Data under study START
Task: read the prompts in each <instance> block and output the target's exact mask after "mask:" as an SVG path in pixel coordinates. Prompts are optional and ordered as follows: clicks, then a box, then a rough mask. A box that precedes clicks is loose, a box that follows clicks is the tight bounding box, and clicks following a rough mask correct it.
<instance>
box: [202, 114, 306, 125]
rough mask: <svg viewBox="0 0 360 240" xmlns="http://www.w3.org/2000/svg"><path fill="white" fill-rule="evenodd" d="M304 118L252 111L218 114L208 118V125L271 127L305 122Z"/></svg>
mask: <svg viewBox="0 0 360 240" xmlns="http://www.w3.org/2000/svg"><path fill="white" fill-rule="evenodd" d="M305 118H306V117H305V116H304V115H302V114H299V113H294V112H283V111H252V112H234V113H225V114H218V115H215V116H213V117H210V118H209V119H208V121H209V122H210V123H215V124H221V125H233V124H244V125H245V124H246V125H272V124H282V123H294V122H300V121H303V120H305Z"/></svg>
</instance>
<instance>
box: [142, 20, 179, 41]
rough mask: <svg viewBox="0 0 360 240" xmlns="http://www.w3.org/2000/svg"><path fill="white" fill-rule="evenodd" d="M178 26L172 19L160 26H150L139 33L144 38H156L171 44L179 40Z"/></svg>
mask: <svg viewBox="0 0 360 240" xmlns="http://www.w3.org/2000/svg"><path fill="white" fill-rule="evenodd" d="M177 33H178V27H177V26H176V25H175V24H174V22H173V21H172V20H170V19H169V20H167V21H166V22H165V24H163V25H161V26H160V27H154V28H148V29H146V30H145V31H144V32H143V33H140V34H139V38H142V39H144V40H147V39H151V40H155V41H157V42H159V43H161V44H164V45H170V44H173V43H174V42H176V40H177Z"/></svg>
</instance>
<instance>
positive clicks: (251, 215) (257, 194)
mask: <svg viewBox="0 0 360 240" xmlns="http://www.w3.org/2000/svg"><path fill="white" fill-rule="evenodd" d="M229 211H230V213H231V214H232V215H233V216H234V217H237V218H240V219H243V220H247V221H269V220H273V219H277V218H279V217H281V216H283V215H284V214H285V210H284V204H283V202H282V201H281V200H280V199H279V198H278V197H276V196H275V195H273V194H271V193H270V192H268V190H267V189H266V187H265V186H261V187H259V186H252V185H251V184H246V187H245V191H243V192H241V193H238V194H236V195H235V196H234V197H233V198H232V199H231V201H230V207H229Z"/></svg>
Data under study END
▶ [Task requirements]
Return everything from the start of the items down to the line containing "box: [202, 114, 306, 125]", both ends included, reproduced line for line.

▶ [Response to the exercise]
Task: read the prompts in each <instance> block and output the target's exact mask after "mask:" as an SVG path in pixel coordinates. Prompts are optional and ordered as follows: clicks, then a box, then a rough mask. A box that precedes clicks is loose, a box that follows clicks is the tight bounding box, and clicks following a rough mask correct it.
<instance>
box: [202, 114, 306, 125]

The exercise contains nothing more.